**REQUIRED WORK:**
Copy the lines below exactly. Start at the first and finish with the line containing "[point] window frame".

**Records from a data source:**
-------
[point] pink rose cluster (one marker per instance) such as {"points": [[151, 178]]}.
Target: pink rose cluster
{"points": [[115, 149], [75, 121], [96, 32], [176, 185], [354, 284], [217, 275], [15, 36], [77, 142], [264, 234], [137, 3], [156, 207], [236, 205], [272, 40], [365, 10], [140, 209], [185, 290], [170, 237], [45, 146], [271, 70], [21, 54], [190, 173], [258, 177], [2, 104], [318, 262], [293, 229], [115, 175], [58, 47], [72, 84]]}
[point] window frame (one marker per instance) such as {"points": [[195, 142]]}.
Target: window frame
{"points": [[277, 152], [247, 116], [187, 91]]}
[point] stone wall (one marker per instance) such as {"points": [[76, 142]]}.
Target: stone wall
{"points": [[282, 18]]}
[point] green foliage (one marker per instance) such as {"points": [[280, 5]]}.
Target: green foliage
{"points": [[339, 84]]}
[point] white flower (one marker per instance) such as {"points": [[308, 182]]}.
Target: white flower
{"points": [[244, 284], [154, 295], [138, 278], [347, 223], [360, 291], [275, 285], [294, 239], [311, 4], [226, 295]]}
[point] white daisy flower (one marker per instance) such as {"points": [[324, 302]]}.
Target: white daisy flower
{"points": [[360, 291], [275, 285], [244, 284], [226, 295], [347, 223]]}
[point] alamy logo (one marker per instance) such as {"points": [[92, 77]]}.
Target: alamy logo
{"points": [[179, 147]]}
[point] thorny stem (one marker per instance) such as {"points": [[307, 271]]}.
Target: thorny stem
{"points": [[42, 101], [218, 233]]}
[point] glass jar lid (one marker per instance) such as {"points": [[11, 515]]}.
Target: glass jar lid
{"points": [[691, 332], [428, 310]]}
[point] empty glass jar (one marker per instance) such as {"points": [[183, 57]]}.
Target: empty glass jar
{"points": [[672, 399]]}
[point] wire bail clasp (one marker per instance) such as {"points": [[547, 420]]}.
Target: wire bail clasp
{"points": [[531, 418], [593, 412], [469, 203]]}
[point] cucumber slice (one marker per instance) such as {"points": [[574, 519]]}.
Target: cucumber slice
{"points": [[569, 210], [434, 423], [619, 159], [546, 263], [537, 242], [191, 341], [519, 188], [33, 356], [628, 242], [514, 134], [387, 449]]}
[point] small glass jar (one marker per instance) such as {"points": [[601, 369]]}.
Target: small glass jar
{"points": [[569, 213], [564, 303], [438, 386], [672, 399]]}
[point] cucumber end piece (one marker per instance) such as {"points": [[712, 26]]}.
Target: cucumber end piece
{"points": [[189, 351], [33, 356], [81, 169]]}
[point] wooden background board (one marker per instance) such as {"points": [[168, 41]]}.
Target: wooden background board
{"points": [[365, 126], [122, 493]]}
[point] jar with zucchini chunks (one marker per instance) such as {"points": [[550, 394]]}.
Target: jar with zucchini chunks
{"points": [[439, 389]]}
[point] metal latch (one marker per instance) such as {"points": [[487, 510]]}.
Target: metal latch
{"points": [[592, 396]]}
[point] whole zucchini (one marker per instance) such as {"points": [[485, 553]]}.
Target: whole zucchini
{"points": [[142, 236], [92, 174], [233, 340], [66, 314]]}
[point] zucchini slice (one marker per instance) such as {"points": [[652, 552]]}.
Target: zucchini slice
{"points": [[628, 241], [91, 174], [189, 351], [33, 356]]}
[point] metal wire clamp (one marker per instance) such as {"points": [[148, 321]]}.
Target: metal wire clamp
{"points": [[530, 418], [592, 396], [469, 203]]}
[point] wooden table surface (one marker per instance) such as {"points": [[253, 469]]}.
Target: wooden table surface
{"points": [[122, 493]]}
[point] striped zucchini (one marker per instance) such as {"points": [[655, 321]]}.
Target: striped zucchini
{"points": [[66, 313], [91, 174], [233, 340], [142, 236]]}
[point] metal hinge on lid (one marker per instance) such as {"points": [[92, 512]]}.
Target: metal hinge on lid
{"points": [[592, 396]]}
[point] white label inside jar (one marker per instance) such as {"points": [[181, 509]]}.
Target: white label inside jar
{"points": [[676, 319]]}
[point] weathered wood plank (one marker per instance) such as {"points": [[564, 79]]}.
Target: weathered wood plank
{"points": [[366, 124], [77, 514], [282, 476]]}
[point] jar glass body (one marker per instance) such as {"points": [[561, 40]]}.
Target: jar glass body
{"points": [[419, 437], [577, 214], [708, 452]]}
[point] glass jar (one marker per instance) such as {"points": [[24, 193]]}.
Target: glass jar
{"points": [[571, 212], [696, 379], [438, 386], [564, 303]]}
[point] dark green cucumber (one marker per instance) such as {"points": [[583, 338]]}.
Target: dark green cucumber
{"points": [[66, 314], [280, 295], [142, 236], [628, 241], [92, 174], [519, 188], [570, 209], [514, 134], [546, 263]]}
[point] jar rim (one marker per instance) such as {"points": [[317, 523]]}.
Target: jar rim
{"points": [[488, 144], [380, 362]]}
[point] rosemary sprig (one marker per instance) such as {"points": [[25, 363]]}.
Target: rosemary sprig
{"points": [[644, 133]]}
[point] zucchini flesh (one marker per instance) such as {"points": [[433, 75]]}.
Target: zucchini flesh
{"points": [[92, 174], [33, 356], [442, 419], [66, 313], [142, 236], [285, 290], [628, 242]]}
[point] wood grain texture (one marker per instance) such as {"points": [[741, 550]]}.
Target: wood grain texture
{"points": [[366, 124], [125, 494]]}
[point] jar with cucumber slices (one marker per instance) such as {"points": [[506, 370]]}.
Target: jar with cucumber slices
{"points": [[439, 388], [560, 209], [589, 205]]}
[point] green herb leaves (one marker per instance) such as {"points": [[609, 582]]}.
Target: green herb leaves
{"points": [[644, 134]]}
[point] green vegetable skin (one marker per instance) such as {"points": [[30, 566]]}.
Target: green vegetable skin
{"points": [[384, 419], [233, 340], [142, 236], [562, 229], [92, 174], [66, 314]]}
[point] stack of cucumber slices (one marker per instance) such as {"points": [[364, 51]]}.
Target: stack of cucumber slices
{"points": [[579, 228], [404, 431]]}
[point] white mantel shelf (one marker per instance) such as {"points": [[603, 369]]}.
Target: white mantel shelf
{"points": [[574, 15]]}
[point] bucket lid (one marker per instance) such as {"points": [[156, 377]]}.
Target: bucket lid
-------
**EXERCISE RESPONSE:**
[point] pink rose cluster (one marker per instance) such as {"points": [[151, 178]]}.
Target: pink rose cluster
{"points": [[115, 149], [75, 121], [96, 32], [176, 185], [354, 284], [217, 275], [15, 36], [77, 142], [264, 234], [137, 3], [156, 207], [236, 205], [272, 40], [365, 10], [140, 209], [185, 290], [170, 237], [45, 146], [271, 70], [21, 54], [190, 173], [258, 177], [2, 104], [318, 262], [293, 229], [115, 175], [58, 47], [72, 84]]}
[point] window frame (one marker per instance) such as {"points": [[195, 142]]}.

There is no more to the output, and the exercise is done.